#### TEXTE À ANALYSER:
+---+

Là où... nous ne sommes pas tout à fait d'accord. Où que se trouve le patient (chez lui ou à l'hôpital) il nous semble qu'aucune "position de force" ne puisse exister mais juste, toujours, le plus grand des respects. Charline : - (...) les chambres des patients restent celles de l'hôpital [elles ne leur appartiennent pas malgré certains élements, photos, dessins et même odeurs, et jusque là on suit...]. Et ce patient est chez moi, dans mon service. Ça ne me met pas en position de supériorité mais je suis de fait en position de force. À domicile, j'ai commencé à voir les soins différemment. C'est le patient qui me choisit et qui m'invite à entrer chez lui, à pousser la porte de sa maison. Des maisons qui ont leurs propres identités, leurs propres histoires. (...) Dans ces maisons, j'entre avec respect [et tant mieux ici car, paraît-il, les attitudes peuvent bien différer ! Et, ce, par delà la distinction avec l'hôpital, fortement soulignée à notre avis, un patient gardant toute son idéntité et son histoire à l'hôpital aussi], et mon territoire de soins se limite à ce qu'on m'offre : une chaise pour ma veste et un bout de table pour poser ma mallette de soins. Je n'ai pas besoin de plus.

- Je voulais exercer un métier qui serait utile à l'autre et qui me permettrait de me coucher en me disant que j'avais fait quelque chose de bien pour quelqu'un sans faire fonctionner une grosse boîte à profits. (...) Maintenant, les concours ont disparu et les inscriptions se font uniquement sur dossier via une lettre de motivation "Parcours sup". (...) Après chaque stage ou validation d'année, nous perdons quelques collègues de promotion. Épuisés, dégoûtés, inquiets, burn-outés ou même suicidée pour l'une d'entre nous.

+---+

#### EXTRAITS DE DONNÉES:
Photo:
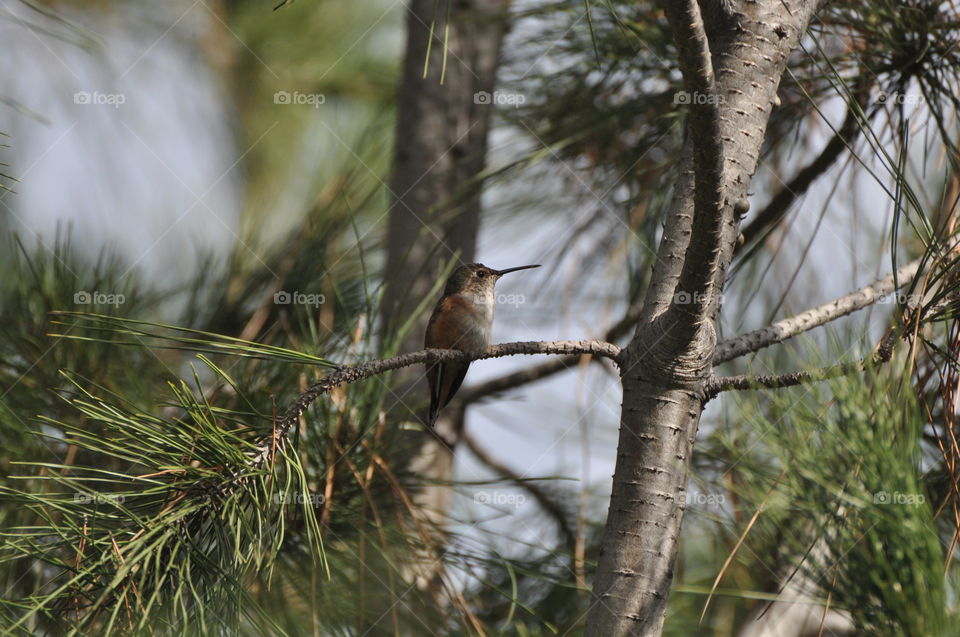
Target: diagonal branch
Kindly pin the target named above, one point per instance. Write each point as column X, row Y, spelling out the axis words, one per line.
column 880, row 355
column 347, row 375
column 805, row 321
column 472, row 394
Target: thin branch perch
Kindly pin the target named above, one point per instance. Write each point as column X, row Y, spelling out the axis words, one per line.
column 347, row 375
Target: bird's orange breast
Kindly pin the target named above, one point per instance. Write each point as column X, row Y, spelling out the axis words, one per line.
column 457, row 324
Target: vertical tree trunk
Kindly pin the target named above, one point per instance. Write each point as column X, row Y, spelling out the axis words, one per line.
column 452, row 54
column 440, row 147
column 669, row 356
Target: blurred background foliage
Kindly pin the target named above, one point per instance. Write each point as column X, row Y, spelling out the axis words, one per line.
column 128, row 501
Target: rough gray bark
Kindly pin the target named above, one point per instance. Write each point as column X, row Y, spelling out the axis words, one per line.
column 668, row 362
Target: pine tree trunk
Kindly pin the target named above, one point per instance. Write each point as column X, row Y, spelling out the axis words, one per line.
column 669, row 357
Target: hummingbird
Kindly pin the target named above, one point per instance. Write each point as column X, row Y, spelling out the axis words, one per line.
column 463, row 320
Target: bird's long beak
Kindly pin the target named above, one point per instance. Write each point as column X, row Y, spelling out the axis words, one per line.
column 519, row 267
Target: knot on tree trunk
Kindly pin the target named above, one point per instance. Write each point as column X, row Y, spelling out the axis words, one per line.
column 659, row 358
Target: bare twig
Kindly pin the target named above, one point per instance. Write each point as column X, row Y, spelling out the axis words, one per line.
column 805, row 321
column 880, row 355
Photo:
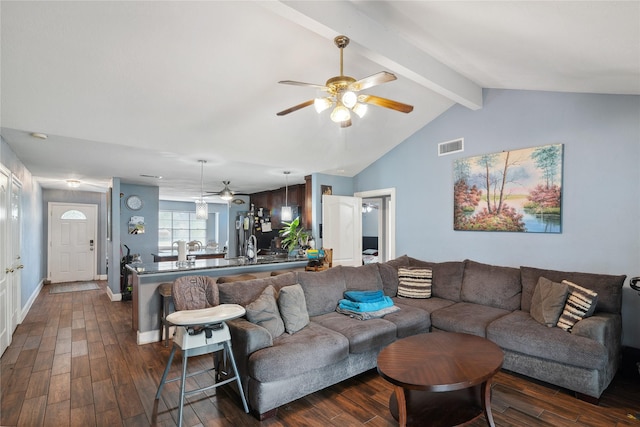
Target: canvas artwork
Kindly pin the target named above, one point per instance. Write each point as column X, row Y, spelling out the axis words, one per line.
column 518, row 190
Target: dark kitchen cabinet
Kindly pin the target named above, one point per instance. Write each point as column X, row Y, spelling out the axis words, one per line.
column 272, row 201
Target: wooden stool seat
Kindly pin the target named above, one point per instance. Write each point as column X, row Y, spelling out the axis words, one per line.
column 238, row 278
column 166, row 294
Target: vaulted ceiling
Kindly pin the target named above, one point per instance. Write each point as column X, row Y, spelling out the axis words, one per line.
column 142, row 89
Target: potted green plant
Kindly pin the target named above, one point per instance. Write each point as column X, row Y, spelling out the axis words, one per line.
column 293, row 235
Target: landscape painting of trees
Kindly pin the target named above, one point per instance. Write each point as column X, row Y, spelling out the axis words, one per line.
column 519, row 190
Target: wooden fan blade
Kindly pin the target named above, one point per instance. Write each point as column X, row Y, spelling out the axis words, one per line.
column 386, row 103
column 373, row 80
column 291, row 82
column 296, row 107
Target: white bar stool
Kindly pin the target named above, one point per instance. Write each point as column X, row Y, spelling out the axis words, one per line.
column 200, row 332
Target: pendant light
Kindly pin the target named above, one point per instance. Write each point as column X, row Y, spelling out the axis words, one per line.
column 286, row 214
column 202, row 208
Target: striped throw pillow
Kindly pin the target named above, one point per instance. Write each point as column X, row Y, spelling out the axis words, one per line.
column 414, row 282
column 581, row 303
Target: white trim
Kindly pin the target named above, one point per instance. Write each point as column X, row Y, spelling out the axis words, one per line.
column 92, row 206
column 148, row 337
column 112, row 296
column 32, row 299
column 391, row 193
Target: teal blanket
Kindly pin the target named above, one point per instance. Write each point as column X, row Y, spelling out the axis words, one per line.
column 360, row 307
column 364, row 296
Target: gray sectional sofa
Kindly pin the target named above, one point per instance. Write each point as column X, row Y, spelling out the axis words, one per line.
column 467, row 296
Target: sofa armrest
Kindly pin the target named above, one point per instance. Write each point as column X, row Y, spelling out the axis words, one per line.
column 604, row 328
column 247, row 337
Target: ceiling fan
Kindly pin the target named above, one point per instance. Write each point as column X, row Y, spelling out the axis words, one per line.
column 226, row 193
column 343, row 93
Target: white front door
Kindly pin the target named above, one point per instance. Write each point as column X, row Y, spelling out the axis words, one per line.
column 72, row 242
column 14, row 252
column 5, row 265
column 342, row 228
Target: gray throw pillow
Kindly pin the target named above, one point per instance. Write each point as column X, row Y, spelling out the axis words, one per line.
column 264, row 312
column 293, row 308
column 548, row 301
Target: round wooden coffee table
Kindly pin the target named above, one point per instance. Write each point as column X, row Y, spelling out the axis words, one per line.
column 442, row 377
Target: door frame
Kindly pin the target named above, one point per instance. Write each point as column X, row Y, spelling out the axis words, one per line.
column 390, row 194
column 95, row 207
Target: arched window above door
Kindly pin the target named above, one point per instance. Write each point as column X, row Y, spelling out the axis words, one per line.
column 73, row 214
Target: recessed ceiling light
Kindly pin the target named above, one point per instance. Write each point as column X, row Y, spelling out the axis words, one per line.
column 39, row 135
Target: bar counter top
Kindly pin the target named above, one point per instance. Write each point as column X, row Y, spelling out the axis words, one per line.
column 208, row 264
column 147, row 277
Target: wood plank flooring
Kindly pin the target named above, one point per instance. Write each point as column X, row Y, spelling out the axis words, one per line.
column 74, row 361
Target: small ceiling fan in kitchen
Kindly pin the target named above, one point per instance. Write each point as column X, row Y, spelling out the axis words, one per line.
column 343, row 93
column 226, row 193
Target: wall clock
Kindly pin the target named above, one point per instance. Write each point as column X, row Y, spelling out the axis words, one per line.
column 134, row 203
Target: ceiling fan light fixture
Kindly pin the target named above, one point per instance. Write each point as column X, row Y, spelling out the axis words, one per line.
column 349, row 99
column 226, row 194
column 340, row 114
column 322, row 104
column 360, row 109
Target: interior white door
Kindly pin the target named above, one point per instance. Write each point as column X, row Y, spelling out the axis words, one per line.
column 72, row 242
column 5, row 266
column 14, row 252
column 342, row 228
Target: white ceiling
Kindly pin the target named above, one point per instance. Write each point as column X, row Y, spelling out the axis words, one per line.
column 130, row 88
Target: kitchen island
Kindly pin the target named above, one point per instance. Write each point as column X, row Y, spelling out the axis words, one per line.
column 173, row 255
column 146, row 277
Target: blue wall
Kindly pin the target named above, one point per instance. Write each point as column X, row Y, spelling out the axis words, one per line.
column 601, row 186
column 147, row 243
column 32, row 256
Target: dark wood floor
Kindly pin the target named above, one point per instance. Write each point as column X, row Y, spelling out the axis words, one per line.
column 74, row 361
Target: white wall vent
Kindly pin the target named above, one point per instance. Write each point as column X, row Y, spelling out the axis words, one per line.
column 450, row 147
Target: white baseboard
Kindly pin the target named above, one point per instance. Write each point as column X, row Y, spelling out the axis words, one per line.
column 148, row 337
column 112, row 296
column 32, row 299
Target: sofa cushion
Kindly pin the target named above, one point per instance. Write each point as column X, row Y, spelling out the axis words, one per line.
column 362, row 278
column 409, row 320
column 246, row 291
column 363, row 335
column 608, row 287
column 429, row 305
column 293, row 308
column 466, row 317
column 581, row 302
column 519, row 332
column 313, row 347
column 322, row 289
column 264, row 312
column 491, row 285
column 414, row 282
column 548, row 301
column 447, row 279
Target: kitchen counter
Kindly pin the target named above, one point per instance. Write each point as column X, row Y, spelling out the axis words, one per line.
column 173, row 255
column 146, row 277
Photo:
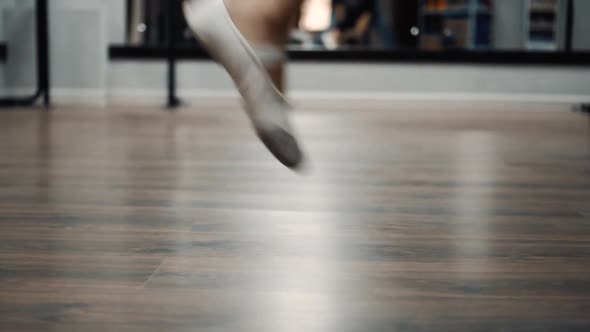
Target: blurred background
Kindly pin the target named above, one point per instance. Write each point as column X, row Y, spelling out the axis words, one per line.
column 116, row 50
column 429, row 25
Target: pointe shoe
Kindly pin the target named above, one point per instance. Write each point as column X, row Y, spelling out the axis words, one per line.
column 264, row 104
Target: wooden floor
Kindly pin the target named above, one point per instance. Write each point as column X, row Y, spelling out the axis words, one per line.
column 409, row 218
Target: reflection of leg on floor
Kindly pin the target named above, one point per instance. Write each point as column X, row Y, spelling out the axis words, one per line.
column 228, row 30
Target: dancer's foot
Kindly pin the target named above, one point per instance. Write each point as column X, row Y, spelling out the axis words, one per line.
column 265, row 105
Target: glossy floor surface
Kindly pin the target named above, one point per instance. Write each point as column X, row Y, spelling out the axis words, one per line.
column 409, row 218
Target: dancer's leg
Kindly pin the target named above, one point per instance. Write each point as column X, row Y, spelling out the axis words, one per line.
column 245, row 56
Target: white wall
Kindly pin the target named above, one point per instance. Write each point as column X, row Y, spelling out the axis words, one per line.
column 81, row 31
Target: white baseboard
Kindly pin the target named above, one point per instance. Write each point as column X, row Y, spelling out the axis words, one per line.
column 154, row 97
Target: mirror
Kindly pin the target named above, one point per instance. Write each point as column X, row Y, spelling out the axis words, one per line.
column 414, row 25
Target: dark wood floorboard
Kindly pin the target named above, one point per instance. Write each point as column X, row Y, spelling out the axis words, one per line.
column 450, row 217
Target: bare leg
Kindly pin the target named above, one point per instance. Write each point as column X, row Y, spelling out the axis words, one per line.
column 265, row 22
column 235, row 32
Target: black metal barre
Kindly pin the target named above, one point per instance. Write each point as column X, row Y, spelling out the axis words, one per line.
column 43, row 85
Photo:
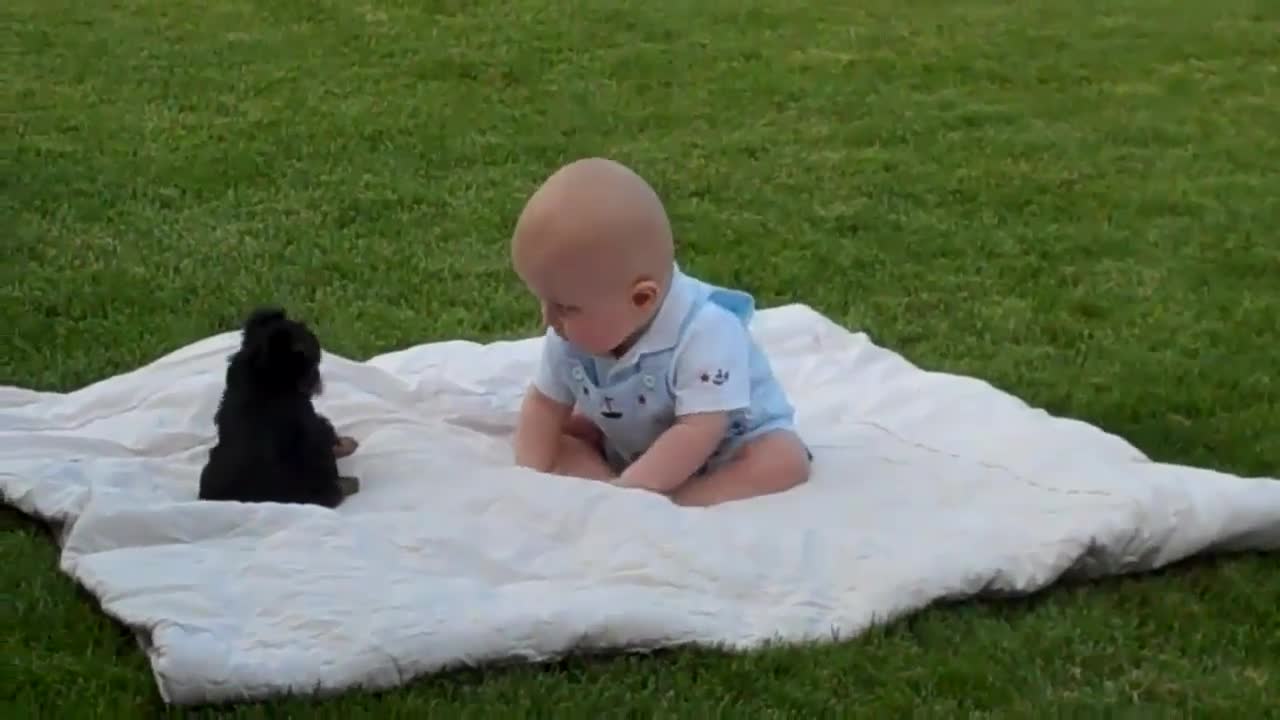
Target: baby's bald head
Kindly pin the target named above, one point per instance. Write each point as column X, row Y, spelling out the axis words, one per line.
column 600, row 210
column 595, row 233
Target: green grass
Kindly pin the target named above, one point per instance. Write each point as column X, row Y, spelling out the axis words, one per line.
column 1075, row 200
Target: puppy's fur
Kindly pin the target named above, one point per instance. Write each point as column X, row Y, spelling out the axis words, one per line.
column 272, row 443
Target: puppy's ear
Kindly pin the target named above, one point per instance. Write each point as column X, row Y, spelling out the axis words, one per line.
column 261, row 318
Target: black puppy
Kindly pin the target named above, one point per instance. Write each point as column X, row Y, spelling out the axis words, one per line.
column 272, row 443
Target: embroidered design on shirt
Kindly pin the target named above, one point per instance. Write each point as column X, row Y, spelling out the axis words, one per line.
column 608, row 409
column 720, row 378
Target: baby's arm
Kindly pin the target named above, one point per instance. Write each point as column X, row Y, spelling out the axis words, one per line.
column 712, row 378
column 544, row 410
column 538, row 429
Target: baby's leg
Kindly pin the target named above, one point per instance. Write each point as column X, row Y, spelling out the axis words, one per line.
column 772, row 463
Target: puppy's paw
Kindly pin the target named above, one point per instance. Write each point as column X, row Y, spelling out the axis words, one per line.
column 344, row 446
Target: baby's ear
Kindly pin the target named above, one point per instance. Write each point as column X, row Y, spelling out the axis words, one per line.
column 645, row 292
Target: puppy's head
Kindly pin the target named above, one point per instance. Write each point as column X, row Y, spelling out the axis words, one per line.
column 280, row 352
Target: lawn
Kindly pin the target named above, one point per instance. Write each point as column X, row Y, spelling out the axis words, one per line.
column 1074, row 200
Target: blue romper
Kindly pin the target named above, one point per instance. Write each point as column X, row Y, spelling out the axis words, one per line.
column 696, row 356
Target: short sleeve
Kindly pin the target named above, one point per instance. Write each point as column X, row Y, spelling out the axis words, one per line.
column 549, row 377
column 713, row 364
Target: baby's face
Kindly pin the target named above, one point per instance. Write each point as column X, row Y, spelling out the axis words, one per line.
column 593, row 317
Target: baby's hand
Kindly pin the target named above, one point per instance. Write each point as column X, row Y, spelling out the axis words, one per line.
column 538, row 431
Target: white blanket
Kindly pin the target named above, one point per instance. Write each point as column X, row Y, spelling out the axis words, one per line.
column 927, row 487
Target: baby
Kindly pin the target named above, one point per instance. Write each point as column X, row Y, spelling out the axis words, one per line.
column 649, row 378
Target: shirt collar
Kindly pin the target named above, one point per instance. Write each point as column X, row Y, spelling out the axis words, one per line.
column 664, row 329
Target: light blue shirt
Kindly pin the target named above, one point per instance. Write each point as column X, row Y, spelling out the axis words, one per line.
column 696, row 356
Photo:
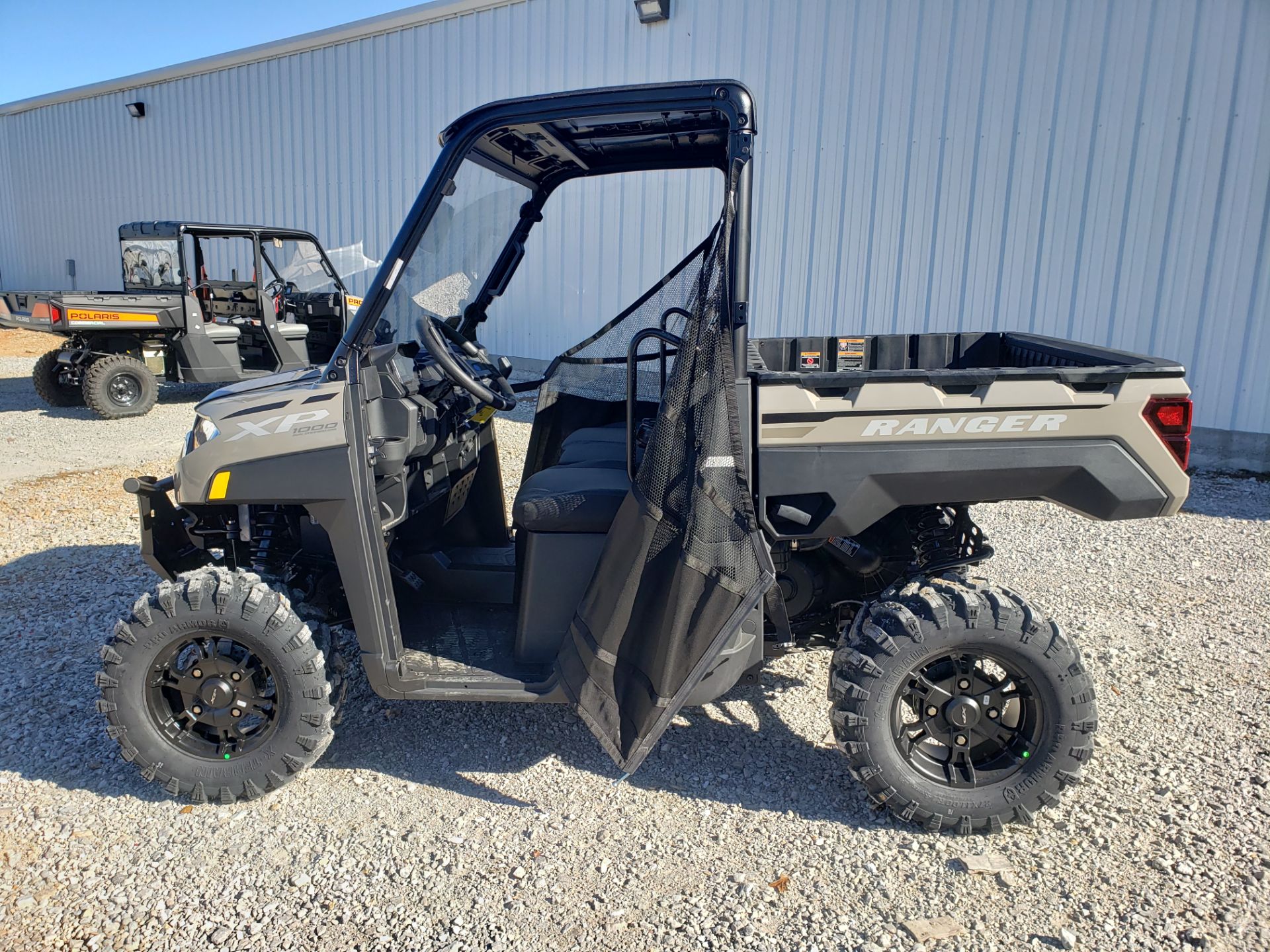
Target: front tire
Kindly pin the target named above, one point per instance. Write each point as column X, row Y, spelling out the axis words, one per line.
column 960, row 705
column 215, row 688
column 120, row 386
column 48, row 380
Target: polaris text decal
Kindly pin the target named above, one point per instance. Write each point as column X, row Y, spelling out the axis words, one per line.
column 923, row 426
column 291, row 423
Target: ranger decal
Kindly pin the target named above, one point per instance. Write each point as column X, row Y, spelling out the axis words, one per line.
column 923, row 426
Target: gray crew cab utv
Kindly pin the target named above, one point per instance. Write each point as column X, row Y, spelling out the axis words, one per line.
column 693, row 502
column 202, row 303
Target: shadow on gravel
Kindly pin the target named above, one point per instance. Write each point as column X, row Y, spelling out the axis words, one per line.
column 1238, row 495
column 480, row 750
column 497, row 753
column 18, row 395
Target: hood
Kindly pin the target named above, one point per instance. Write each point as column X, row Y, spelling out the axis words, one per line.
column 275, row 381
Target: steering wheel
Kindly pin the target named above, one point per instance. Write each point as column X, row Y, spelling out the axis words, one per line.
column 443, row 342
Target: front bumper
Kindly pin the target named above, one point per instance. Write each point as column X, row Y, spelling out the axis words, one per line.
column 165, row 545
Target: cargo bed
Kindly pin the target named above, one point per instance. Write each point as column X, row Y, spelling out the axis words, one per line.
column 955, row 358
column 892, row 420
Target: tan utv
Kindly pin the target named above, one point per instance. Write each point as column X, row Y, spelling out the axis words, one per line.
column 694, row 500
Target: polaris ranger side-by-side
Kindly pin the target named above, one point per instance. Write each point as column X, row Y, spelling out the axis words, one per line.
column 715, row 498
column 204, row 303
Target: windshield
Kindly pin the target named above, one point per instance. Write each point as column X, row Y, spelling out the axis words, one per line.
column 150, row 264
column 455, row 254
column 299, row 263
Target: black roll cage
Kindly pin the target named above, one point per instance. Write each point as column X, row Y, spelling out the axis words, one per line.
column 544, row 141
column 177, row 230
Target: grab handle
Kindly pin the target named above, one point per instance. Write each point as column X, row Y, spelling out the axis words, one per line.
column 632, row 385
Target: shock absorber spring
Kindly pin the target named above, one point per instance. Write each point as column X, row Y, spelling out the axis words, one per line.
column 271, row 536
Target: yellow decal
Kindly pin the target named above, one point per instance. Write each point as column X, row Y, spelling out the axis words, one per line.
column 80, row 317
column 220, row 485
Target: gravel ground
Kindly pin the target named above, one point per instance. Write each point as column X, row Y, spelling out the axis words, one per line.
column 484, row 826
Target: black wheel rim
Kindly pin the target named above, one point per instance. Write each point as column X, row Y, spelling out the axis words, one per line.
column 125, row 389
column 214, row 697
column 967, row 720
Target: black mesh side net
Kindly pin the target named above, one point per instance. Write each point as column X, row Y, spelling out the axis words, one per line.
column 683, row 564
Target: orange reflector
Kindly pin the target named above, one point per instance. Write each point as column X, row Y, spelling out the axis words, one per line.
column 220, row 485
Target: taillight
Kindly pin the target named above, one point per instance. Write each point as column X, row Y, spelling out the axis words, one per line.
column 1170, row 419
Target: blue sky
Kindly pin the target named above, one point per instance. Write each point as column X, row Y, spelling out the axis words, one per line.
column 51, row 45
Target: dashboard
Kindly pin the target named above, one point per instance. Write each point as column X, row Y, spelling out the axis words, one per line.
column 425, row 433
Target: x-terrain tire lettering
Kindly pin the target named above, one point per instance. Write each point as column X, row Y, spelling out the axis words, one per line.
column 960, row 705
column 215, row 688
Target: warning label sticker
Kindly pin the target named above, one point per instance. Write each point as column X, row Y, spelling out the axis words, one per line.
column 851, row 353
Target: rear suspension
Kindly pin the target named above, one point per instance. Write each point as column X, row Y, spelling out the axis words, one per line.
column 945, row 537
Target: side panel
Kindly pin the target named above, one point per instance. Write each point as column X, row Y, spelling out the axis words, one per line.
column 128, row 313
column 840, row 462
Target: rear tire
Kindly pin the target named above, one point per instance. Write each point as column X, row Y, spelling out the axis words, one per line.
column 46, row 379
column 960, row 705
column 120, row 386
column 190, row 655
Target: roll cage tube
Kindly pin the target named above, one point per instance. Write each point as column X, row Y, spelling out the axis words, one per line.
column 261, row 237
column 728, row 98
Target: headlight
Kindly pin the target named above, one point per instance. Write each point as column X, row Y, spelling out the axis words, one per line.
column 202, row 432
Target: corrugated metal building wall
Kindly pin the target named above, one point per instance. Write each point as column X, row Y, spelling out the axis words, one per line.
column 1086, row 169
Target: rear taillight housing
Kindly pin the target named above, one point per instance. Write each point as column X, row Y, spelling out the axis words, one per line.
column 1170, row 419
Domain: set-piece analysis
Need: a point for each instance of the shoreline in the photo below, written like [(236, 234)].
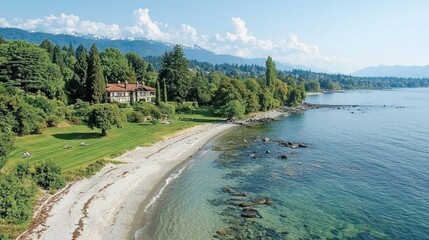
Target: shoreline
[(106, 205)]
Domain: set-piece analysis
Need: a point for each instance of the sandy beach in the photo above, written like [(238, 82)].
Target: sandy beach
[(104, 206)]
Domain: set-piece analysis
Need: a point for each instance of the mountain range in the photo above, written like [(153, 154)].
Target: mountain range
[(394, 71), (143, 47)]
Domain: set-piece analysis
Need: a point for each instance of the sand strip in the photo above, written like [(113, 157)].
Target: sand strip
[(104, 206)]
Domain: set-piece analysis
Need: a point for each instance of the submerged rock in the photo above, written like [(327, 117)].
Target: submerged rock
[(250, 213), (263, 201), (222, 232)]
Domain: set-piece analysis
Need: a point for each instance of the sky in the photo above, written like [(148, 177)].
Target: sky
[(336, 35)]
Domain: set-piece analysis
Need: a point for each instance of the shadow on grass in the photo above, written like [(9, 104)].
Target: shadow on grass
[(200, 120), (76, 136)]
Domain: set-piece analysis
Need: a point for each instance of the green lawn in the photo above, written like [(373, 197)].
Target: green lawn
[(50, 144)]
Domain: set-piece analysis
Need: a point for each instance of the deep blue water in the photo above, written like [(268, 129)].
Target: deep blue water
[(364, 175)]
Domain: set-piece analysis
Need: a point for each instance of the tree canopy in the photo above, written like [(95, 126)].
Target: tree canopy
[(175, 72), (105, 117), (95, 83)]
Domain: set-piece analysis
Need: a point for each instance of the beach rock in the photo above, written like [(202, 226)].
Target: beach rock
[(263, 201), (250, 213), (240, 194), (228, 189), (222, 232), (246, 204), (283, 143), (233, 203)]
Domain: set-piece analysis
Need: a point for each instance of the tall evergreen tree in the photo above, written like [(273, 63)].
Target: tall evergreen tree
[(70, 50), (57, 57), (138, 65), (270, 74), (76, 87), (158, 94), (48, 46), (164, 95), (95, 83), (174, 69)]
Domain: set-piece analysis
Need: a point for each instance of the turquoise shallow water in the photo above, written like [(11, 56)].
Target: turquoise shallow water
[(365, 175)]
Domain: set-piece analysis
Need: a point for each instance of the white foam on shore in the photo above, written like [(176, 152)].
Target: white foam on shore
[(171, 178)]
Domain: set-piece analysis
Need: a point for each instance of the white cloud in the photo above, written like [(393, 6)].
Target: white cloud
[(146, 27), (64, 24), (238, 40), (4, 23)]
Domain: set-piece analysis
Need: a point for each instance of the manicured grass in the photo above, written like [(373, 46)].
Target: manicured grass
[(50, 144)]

+---+

#### CONSIGNES DE L'EXERCICE:
[A] Dans le texte à analyser, à quoi se limite le territoire de soins de Charline à domicile ?
[B] Recopiez le passage du texte à analyser situé entre « - Je voulais » et « l'une d'entre nous. », bornes comprises.
Les enregistrements forment un contenu à part, sans lien avec le texte.

#### LISTE DES RÉPONSES:
[A] À ce qu'on lui offre : une chaise pour sa veste et un bout de table pour poser sa mallette de soins.

[B]
- Je voulais exercer un métier qui serait utile à l'autre et qui me permettrait de me coucher en me disant que j'avais fait quelque chose de bien pour quelqu'un sans faire fonctionner une grosse boîte à profits. (...) Maintenant, les concours ont disparu et les inscriptions se font uniquement sur dossier via une lettre de motivation "Parcours sup". (...) Après chaque stage ou validation d'année, nous perdons quelques collègues de promotion. Épuisés, dégoûtés, inquiets, burn-outés ou même suicidée pour l'une d'entre nous.